## INFORMATION GIVEN
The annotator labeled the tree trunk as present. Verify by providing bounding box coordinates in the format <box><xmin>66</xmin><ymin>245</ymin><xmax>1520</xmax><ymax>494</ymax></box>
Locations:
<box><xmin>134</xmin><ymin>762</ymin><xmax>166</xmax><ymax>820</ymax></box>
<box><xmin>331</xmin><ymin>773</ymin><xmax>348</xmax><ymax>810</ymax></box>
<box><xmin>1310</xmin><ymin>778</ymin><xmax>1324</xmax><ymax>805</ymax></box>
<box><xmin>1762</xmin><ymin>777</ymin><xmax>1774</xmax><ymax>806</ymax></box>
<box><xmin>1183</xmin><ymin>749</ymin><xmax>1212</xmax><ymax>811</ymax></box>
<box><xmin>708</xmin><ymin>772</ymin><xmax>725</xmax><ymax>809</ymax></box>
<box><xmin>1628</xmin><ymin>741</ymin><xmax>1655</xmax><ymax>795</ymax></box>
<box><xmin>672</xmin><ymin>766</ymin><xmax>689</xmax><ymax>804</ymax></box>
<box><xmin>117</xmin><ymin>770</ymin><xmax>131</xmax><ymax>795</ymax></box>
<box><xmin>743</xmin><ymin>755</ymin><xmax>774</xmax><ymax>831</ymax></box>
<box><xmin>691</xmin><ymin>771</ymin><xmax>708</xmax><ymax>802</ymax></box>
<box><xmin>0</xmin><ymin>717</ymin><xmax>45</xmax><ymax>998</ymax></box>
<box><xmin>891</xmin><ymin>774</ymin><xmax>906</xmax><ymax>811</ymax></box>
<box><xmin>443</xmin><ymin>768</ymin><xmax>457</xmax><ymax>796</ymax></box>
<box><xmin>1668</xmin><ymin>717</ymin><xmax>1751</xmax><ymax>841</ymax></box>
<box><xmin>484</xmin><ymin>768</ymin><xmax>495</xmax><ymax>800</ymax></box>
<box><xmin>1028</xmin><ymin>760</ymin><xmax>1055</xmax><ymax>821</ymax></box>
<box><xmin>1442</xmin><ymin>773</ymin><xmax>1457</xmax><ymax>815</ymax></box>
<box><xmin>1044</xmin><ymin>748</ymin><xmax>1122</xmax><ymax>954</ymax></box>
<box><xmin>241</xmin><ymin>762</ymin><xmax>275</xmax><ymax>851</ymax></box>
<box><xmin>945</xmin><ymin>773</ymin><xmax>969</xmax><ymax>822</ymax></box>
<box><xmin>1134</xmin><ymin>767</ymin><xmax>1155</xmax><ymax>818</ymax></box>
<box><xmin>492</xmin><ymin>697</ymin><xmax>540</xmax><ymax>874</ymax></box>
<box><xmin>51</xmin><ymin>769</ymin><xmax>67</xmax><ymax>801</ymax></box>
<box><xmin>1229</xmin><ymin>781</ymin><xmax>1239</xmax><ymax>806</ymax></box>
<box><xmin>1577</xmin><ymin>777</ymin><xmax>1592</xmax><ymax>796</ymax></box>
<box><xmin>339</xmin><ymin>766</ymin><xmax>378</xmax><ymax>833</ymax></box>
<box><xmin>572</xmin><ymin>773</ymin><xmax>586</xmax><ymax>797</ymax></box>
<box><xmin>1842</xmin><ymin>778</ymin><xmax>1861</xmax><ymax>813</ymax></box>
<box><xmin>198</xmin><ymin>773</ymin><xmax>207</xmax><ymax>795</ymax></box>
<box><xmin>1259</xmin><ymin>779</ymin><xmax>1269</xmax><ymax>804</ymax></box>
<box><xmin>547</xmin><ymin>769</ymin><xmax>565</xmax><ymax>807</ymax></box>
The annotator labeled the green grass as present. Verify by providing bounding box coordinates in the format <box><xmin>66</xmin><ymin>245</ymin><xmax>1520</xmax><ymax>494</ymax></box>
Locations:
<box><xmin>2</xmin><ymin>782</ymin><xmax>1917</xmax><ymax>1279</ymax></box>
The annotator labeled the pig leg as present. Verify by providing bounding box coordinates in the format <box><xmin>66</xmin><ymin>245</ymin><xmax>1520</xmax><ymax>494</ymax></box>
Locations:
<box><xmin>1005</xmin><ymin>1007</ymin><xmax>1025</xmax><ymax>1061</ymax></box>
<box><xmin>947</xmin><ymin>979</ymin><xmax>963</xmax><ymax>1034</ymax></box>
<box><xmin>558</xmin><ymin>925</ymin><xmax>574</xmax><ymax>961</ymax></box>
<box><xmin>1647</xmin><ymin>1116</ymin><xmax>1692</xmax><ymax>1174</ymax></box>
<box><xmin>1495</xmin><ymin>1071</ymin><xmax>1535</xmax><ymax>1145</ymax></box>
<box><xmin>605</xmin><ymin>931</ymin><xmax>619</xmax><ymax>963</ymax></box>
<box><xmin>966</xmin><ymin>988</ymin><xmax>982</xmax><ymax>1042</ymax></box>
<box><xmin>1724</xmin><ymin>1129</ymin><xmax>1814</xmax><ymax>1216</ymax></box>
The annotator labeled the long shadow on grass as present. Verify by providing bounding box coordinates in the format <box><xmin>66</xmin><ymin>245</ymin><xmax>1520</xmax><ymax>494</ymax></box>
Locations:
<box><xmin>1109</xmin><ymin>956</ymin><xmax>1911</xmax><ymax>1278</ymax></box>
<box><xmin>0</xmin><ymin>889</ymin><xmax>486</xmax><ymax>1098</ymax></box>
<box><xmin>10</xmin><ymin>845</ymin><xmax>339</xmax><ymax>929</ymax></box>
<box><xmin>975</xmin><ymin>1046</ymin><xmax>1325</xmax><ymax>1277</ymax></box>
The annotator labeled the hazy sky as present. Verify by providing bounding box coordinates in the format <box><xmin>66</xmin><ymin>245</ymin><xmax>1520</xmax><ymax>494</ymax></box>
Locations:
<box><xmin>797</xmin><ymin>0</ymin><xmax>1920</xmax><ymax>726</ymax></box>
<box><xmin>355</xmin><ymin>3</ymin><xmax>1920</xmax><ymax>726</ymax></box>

## TASK ITEM
Tally the lines above that contain the string "coordinates". Respond with the total alone.

## YOUR SOLUTION
5